What you need to do - Pull each line holding the word "bath" from the data.

[Data provided — start]

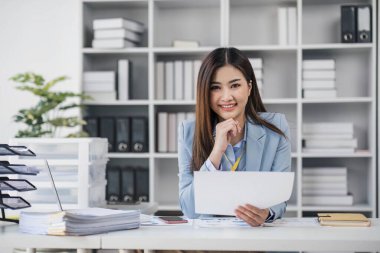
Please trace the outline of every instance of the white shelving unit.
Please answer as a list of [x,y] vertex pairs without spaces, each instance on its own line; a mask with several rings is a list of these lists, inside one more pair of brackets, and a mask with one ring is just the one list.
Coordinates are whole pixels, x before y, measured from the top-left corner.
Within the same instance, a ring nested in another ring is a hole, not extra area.
[[40,173],[33,182],[34,192],[27,194],[33,210],[54,210],[58,206],[45,166],[49,163],[63,209],[106,206],[106,139],[101,138],[15,138],[11,145],[34,150],[33,158],[11,158],[13,163],[36,166]]
[[[340,5],[371,4],[373,42],[340,43]],[[295,45],[277,43],[278,7],[297,7]],[[179,210],[177,154],[156,151],[156,114],[193,111],[195,101],[155,99],[155,63],[201,60],[220,46],[234,46],[248,57],[264,60],[263,101],[268,111],[286,115],[292,142],[292,170],[296,172],[288,216],[317,211],[358,211],[376,215],[376,0],[82,0],[82,71],[116,70],[116,61],[133,63],[132,99],[127,102],[88,103],[94,116],[146,116],[149,152],[111,153],[111,164],[149,167],[150,201],[160,210]],[[92,21],[126,17],[147,27],[141,47],[100,50],[90,48]],[[321,18],[323,17],[323,18]],[[175,39],[196,40],[199,48],[172,48]],[[334,58],[336,99],[302,98],[302,60]],[[351,155],[302,152],[302,124],[353,121],[359,150]],[[347,166],[353,206],[304,206],[304,166]]]

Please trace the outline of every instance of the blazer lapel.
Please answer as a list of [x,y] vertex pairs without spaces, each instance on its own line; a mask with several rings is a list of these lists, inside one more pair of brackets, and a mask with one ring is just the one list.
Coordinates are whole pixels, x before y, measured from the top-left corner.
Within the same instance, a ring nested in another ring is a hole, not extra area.
[[263,156],[266,133],[263,126],[247,121],[246,170],[259,171]]

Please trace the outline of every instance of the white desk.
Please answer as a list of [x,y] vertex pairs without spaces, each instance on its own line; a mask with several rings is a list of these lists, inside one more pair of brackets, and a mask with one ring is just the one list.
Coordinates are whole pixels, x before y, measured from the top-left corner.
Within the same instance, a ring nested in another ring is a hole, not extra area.
[[78,253],[88,249],[101,248],[101,235],[91,236],[46,236],[20,233],[18,225],[2,223],[0,225],[0,246],[4,248],[26,248],[35,252],[38,248],[77,249]]
[[19,233],[17,225],[3,225],[0,245],[29,252],[34,248],[380,251],[380,219],[372,219],[369,228],[156,226],[93,236],[30,235]]
[[380,219],[369,228],[141,227],[102,236],[103,249],[380,251]]

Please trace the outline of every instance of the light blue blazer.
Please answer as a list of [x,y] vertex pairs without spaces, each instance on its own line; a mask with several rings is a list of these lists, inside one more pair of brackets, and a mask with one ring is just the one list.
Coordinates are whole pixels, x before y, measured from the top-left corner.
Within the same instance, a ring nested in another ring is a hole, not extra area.
[[[288,138],[247,120],[246,170],[290,171],[290,135],[285,116],[280,113],[267,112],[259,115],[262,119],[277,126]],[[193,171],[191,169],[194,129],[194,120],[186,120],[178,126],[179,202],[182,212],[188,218],[197,218],[201,215],[195,213],[194,207]],[[205,164],[200,170],[207,171]],[[273,220],[281,218],[286,209],[286,202],[270,209],[274,213]]]

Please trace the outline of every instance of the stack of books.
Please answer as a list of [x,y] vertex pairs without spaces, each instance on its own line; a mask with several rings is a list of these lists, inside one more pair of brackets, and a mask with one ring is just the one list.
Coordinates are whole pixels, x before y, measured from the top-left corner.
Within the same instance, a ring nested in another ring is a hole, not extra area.
[[83,91],[95,101],[116,100],[114,71],[86,71],[83,73]]
[[346,167],[314,167],[302,170],[304,205],[352,205]]
[[200,60],[156,62],[156,99],[194,100],[201,64]]
[[253,72],[255,73],[257,88],[259,89],[260,96],[263,96],[263,83],[264,83],[263,59],[249,58],[249,62],[251,63]]
[[93,20],[93,48],[136,47],[141,42],[144,24],[125,18]]
[[278,44],[297,44],[297,8],[279,7],[277,9]]
[[304,98],[335,98],[335,60],[303,60],[302,88]]
[[85,208],[58,212],[21,212],[19,230],[42,235],[92,235],[139,226],[139,210]]
[[305,153],[352,154],[358,147],[353,123],[305,123],[302,134]]
[[179,124],[187,119],[194,119],[194,112],[158,113],[157,150],[161,153],[177,152],[177,130]]

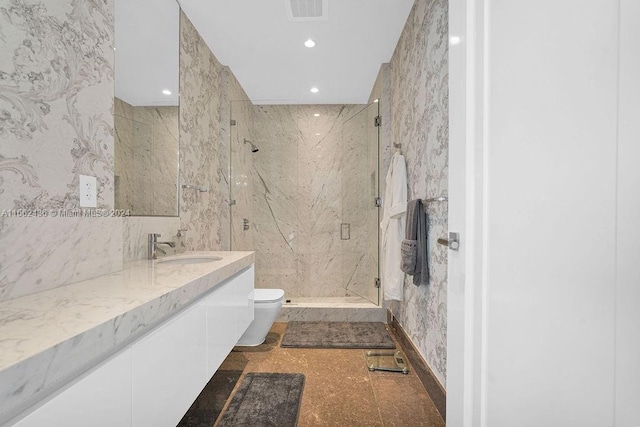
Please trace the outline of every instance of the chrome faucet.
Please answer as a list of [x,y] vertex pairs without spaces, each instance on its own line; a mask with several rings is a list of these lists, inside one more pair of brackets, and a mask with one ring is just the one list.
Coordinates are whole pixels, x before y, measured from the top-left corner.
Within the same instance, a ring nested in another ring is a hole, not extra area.
[[147,257],[149,259],[156,259],[158,257],[156,251],[160,251],[165,255],[167,254],[162,248],[159,248],[158,245],[167,245],[170,248],[176,247],[174,242],[158,242],[158,237],[160,236],[161,234],[149,233],[149,246],[147,251]]

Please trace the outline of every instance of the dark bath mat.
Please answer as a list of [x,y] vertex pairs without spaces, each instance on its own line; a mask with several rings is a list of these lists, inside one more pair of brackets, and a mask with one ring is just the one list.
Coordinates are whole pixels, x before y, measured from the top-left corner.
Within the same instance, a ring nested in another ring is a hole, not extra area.
[[218,427],[289,427],[298,424],[302,374],[248,373]]
[[281,347],[396,348],[384,323],[289,322]]
[[209,427],[216,422],[242,371],[217,371],[193,402],[178,427]]

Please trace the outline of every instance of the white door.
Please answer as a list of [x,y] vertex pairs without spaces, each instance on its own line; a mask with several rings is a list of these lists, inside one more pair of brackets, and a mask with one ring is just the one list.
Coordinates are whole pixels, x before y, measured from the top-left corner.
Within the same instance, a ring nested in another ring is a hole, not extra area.
[[640,425],[638,1],[449,3],[447,425]]
[[640,426],[640,0],[620,2],[616,426]]

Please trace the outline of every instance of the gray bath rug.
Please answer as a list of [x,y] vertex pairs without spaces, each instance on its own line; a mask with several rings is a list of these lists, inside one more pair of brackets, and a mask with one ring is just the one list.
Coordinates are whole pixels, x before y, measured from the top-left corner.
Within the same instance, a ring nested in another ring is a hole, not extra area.
[[384,323],[289,322],[281,347],[396,348]]
[[296,426],[303,388],[302,374],[248,373],[218,426]]
[[242,371],[216,371],[177,427],[212,426],[241,376]]

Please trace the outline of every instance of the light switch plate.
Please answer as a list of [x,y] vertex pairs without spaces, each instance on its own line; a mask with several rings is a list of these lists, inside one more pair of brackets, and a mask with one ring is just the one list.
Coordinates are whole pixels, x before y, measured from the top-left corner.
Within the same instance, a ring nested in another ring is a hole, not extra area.
[[95,208],[97,206],[97,182],[95,176],[80,175],[80,207]]

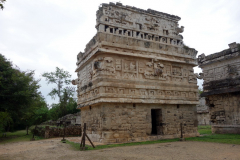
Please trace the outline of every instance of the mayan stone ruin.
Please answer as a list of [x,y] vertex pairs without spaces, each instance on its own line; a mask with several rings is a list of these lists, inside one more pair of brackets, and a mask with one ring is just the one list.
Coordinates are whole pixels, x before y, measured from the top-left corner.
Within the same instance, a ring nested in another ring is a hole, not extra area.
[[197,51],[183,44],[178,16],[102,4],[96,35],[77,55],[78,108],[93,141],[197,136]]
[[213,133],[240,133],[240,44],[198,57]]

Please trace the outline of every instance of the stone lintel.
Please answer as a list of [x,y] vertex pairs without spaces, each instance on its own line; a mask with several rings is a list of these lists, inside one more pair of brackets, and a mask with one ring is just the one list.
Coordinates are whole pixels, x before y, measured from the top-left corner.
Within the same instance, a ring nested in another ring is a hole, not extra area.
[[218,95],[218,94],[223,94],[223,93],[234,93],[234,92],[240,92],[240,87],[229,87],[226,89],[211,90],[209,92],[203,92],[200,96],[207,97],[210,95]]
[[78,107],[77,109],[81,109],[81,108],[86,108],[86,107],[89,107],[89,106],[96,106],[96,105],[99,105],[99,104],[103,104],[103,103],[106,103],[106,104],[116,104],[116,103],[122,103],[122,104],[176,104],[176,105],[181,105],[181,104],[184,104],[184,105],[197,105],[199,104],[199,101],[198,100],[193,100],[193,101],[184,101],[184,100],[162,100],[162,99],[159,99],[159,100],[156,100],[156,101],[145,101],[143,102],[142,99],[138,99],[138,100],[124,100],[124,101],[117,101],[117,100],[112,100],[110,98],[106,98],[105,100],[99,100],[99,101],[96,101],[96,102],[89,102],[89,103],[83,103],[83,104],[78,104]]

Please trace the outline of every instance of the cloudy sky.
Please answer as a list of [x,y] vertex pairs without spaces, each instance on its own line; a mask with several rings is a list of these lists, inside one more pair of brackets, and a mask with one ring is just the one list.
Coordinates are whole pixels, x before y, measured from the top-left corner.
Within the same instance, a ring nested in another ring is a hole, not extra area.
[[[7,0],[0,11],[0,53],[21,70],[35,70],[49,104],[43,72],[58,66],[77,78],[76,56],[96,34],[96,11],[106,0]],[[119,2],[119,1],[112,1]],[[124,5],[181,17],[184,43],[206,55],[240,42],[239,0],[121,0]],[[200,69],[195,68],[195,72]],[[202,82],[199,82],[201,86]],[[57,100],[57,99],[56,99]],[[55,101],[56,101],[55,100]]]

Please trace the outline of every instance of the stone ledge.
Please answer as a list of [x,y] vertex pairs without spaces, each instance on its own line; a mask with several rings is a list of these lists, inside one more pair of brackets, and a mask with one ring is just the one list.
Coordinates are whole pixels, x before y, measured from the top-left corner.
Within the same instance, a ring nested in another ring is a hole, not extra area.
[[[143,142],[143,141],[156,141],[156,140],[164,140],[164,139],[174,139],[174,138],[180,138],[181,134],[173,134],[173,135],[151,135],[146,137],[132,137],[132,138],[105,138],[102,139],[98,136],[96,138],[95,134],[88,134],[89,137],[93,142],[100,142],[103,144],[113,144],[113,143],[131,143],[131,142]],[[199,133],[188,133],[183,134],[184,138],[188,137],[197,137],[199,136]]]
[[240,125],[212,125],[212,133],[240,134]]

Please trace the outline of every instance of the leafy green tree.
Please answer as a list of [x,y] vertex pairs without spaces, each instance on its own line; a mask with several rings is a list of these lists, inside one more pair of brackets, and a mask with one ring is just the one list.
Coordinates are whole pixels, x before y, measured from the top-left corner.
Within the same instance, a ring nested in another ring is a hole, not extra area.
[[68,107],[73,107],[76,103],[73,102],[72,98],[74,96],[75,88],[67,86],[71,83],[71,75],[69,72],[56,67],[55,72],[45,72],[42,76],[46,78],[48,84],[56,84],[56,87],[53,88],[48,95],[53,99],[55,99],[56,96],[59,98],[59,104],[53,104],[52,108],[49,110],[51,119],[57,120],[58,118],[69,114],[70,110],[70,112],[75,112],[72,108],[68,109]]
[[62,114],[61,109],[60,109],[60,103],[52,104],[51,109],[49,109],[48,114],[49,114],[49,117],[51,120],[56,121],[58,118],[60,118],[61,114]]
[[42,96],[35,98],[35,101],[31,104],[29,108],[25,111],[24,117],[21,119],[22,124],[24,124],[28,129],[32,125],[40,124],[48,120],[48,107]]
[[3,132],[7,126],[12,123],[12,118],[8,112],[0,112],[0,132]]
[[66,91],[62,98],[62,102],[58,104],[52,104],[49,110],[49,116],[52,120],[57,120],[66,114],[74,114],[79,112],[77,109],[77,102],[74,98],[67,95]]
[[38,125],[48,120],[48,108],[42,107],[35,111],[34,124]]
[[34,79],[34,71],[14,68],[0,54],[0,112],[8,113],[15,129],[23,128],[24,118],[37,108],[34,104],[41,97],[38,82],[39,80]]
[[55,72],[45,72],[42,74],[42,76],[46,78],[48,84],[55,83],[57,85],[48,95],[53,99],[58,96],[59,102],[61,103],[64,92],[63,87],[64,85],[69,85],[71,83],[71,75],[69,72],[56,67]]
[[6,0],[0,0],[0,8],[3,10],[4,6],[3,3],[6,2]]

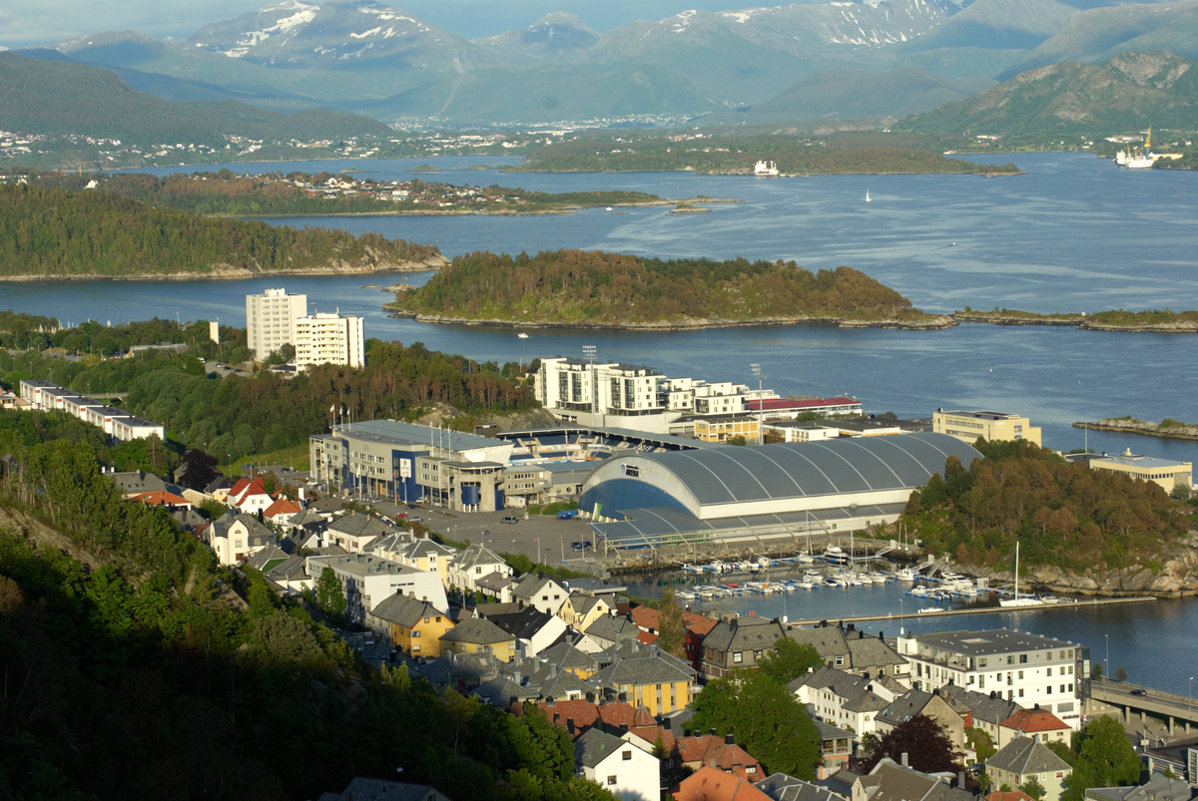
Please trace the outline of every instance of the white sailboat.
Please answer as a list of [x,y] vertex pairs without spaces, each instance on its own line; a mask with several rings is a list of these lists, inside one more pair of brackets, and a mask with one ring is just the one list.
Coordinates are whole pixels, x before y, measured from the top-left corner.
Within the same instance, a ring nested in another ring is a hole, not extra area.
[[870,202],[870,197],[869,197],[869,189],[866,189],[866,190],[865,190],[865,202],[866,202],[866,203],[869,203],[869,202]]
[[1015,597],[1003,598],[998,605],[1004,609],[1020,606],[1044,606],[1044,600],[1035,595],[1019,597],[1019,541],[1015,541]]

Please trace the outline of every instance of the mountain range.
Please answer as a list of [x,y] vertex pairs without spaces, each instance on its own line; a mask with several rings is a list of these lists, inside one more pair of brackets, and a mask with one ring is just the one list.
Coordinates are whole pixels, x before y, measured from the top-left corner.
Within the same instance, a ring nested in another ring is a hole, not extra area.
[[54,50],[167,99],[388,124],[761,123],[900,117],[1126,50],[1198,57],[1196,15],[1198,0],[814,0],[602,33],[559,12],[467,40],[374,0],[283,0],[187,39],[100,32]]

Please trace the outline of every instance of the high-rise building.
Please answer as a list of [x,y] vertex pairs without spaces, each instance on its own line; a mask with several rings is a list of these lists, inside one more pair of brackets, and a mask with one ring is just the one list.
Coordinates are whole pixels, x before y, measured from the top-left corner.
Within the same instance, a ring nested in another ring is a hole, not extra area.
[[307,313],[307,295],[288,295],[283,289],[246,295],[246,341],[254,358],[261,361],[284,345],[294,345],[295,321]]
[[361,317],[319,312],[295,320],[295,367],[316,364],[366,366],[366,338]]

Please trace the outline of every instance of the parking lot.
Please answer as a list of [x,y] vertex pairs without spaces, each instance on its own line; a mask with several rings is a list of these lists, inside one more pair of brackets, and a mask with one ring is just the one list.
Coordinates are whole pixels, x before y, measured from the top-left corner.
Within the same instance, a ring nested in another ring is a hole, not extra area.
[[[534,562],[550,565],[578,562],[581,569],[582,562],[592,557],[590,546],[577,551],[573,548],[575,542],[595,541],[590,525],[579,518],[559,520],[549,515],[529,516],[521,509],[466,514],[422,504],[409,507],[391,501],[378,501],[371,506],[393,520],[401,514],[405,515],[401,520],[418,517],[419,523],[447,540],[481,542],[492,551],[522,553]],[[514,522],[503,522],[505,517],[514,518]]]

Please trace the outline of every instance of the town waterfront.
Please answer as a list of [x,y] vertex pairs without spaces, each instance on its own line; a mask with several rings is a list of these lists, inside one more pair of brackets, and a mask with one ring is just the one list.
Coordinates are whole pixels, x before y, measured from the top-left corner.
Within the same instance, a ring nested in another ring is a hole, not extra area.
[[[603,249],[660,257],[793,259],[807,269],[841,264],[897,289],[925,311],[1018,308],[1036,312],[1112,308],[1198,309],[1198,175],[1117,170],[1086,154],[975,158],[1015,162],[1026,174],[824,176],[755,179],[666,174],[504,174],[490,158],[228,165],[239,172],[352,169],[376,178],[419,177],[550,192],[629,189],[664,197],[736,200],[708,214],[668,208],[588,209],[536,217],[325,217],[272,221],[436,244],[447,256],[473,250],[518,253]],[[431,164],[435,171],[418,169]],[[186,171],[219,167],[185,168]],[[871,202],[864,202],[866,190]],[[765,384],[782,394],[858,397],[869,412],[928,417],[937,408],[997,409],[1028,415],[1044,443],[1069,450],[1196,460],[1198,443],[1083,432],[1075,420],[1131,414],[1198,422],[1195,335],[1100,333],[1073,328],[962,325],[904,332],[831,327],[749,327],[625,332],[436,326],[389,318],[391,299],[366,284],[421,283],[402,276],[279,277],[249,281],[0,284],[0,308],[113,323],[151,316],[245,323],[244,296],[266,287],[304,292],[320,311],[367,318],[368,337],[423,342],[479,361],[530,362],[582,356],[645,364],[669,375]],[[644,588],[645,594],[655,585]],[[898,611],[903,585],[817,590],[728,599],[729,611],[827,618]],[[900,602],[903,602],[902,604]],[[913,611],[906,609],[905,611]],[[864,624],[891,636],[898,622]],[[1185,694],[1198,665],[1198,601],[1117,607],[994,612],[968,618],[908,619],[908,630],[1010,626],[1073,640],[1127,669],[1133,681]]]

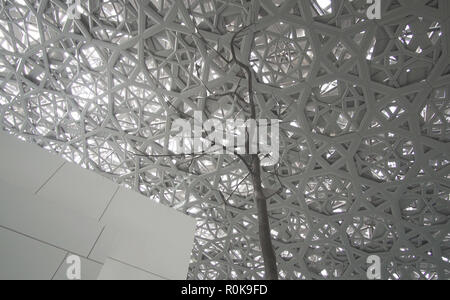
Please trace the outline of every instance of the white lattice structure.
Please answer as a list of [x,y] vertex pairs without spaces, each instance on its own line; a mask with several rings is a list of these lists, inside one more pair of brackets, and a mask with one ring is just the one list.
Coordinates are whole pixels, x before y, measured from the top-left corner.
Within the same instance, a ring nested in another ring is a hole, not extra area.
[[388,278],[448,279],[450,2],[382,2],[82,0],[71,20],[2,0],[2,126],[198,218],[191,279],[261,278],[244,164],[166,156],[175,119],[245,114],[241,30],[258,115],[282,121],[281,278],[365,278],[377,254]]

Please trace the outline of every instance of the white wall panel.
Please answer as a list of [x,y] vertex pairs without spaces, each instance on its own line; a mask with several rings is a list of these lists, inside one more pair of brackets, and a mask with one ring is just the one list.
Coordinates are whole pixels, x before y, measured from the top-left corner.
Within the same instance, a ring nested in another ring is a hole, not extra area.
[[101,259],[101,252],[105,252],[101,248],[112,244],[109,257],[162,277],[186,279],[195,219],[121,188],[101,221],[107,230],[114,226],[120,231],[117,236],[111,233],[115,230],[105,232],[94,257]]
[[116,260],[107,259],[98,280],[164,280],[164,278]]
[[[0,181],[0,225],[87,256],[102,227],[96,220]],[[1,246],[0,246],[1,247]]]
[[[181,234],[124,229],[116,237],[109,257],[163,278],[186,280],[192,249],[185,250],[188,248],[180,237]],[[192,247],[192,241],[189,246]]]
[[106,226],[88,258],[100,263],[105,263],[112,247],[116,243],[119,230],[120,227]]
[[0,228],[0,280],[50,280],[66,253]]
[[[64,262],[59,267],[56,275],[53,277],[53,280],[68,280],[67,270],[71,267],[71,265],[67,263],[66,258],[64,259]],[[97,262],[91,261],[89,259],[86,259],[84,257],[80,257],[80,259],[81,259],[81,265],[80,265],[81,280],[96,280],[98,278],[98,275],[100,274],[100,271],[101,271],[103,265],[99,264]]]
[[36,192],[64,160],[0,130],[0,174],[7,183]]
[[74,164],[65,164],[38,193],[78,214],[98,220],[117,185]]
[[178,235],[183,231],[186,236],[192,234],[196,223],[192,217],[127,188],[119,189],[101,221],[105,224],[128,224],[149,232],[160,232],[160,226],[164,224],[166,234]]
[[[95,279],[104,262],[103,279],[186,279],[195,219],[36,146],[0,138],[0,228],[22,237],[3,234],[1,276],[63,280],[63,259],[74,253],[82,259],[82,279]],[[22,178],[30,185],[21,185]],[[21,277],[32,254],[13,250],[27,243],[42,252],[47,269],[39,273],[39,264],[30,264],[32,272]]]

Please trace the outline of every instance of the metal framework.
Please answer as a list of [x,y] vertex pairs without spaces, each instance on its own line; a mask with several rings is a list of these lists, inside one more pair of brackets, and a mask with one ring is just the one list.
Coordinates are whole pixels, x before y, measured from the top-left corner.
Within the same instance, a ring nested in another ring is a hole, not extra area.
[[167,156],[175,119],[245,114],[246,28],[280,277],[448,279],[450,2],[366,2],[1,0],[1,124],[196,217],[190,279],[261,278],[243,163]]

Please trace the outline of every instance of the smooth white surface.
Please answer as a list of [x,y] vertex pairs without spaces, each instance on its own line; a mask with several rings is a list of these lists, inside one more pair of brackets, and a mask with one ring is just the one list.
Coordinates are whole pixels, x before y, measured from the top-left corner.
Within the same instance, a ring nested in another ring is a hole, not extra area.
[[98,280],[164,280],[164,278],[136,269],[116,260],[107,259]]
[[66,253],[0,228],[0,280],[50,280]]
[[[66,256],[67,258],[67,256]],[[67,279],[67,270],[71,265],[67,264],[66,258],[64,259],[63,264],[59,267],[58,272],[56,273],[53,280],[69,280]],[[81,259],[81,280],[96,280],[103,265],[88,260],[84,257],[80,257]]]
[[[119,188],[112,181],[76,165],[59,165],[58,157],[37,146],[14,141],[11,137],[1,142],[4,144],[0,148],[27,156],[14,156],[13,160],[18,163],[0,160],[0,170],[6,170],[0,173],[0,226],[22,237],[6,235],[5,242],[0,240],[3,264],[0,266],[4,272],[10,272],[14,260],[18,259],[13,255],[14,247],[37,242],[44,245],[39,248],[43,253],[38,253],[37,258],[43,256],[42,263],[48,263],[48,270],[31,272],[29,276],[36,279],[51,279],[54,274],[54,279],[65,279],[67,266],[63,259],[67,253],[81,257],[82,279],[83,276],[84,279],[95,279],[105,261],[109,264],[103,274],[109,274],[111,279],[127,279],[127,276],[131,279],[155,279],[152,276],[186,279],[195,219],[134,191]],[[22,151],[22,147],[27,150]],[[42,153],[50,158],[42,158]],[[20,163],[27,160],[53,161],[50,165],[55,170],[43,172],[46,174],[43,176],[38,164],[31,164],[36,168],[35,172],[29,165]],[[8,168],[14,169],[11,177]],[[42,176],[35,178],[30,175],[33,172]],[[17,181],[19,178],[29,175],[33,183],[29,188],[15,185],[21,183]],[[39,186],[37,193],[33,186]],[[4,244],[8,240],[13,242]],[[49,250],[53,248],[57,251]],[[32,255],[22,252],[18,251],[17,257],[23,256],[25,264],[29,263],[28,257]],[[116,263],[111,262],[111,258]],[[136,270],[130,270],[131,266]],[[30,267],[34,268],[34,265]],[[17,272],[12,272],[11,276],[28,279],[27,274],[21,274],[25,271],[26,268],[19,264]],[[142,272],[145,274],[140,274]]]
[[102,227],[0,180],[0,225],[87,256]]
[[[134,230],[119,232],[109,257],[163,278],[186,280],[191,250],[179,235]],[[192,245],[192,243],[191,243]]]
[[98,220],[117,185],[74,164],[65,164],[38,193],[80,215]]
[[35,193],[63,164],[62,158],[0,130],[0,174],[7,183]]
[[88,258],[105,263],[116,242],[119,230],[120,227],[106,226]]
[[196,226],[194,218],[122,187],[114,196],[101,222],[105,225],[123,224],[149,233],[177,237],[180,244],[190,243],[186,247],[192,247]]
[[[195,219],[120,188],[101,221],[108,232],[100,238],[93,258],[102,259],[106,251],[101,249],[110,247],[109,257],[164,278],[186,279]],[[117,235],[112,234],[117,230],[108,230],[111,226],[120,229]]]

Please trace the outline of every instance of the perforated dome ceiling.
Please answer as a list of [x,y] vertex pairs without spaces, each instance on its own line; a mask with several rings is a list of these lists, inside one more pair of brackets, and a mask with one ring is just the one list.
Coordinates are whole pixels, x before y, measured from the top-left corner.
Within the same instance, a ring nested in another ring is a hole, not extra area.
[[2,0],[1,123],[196,217],[190,279],[261,278],[245,165],[167,156],[173,120],[245,111],[248,26],[280,277],[448,279],[450,2],[382,2]]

[Data provided — finish]

Answer to the exercise -
Please trace the outline of every instance of the dark bath mat.
Please trace the outline of every instance of the gray bath rug.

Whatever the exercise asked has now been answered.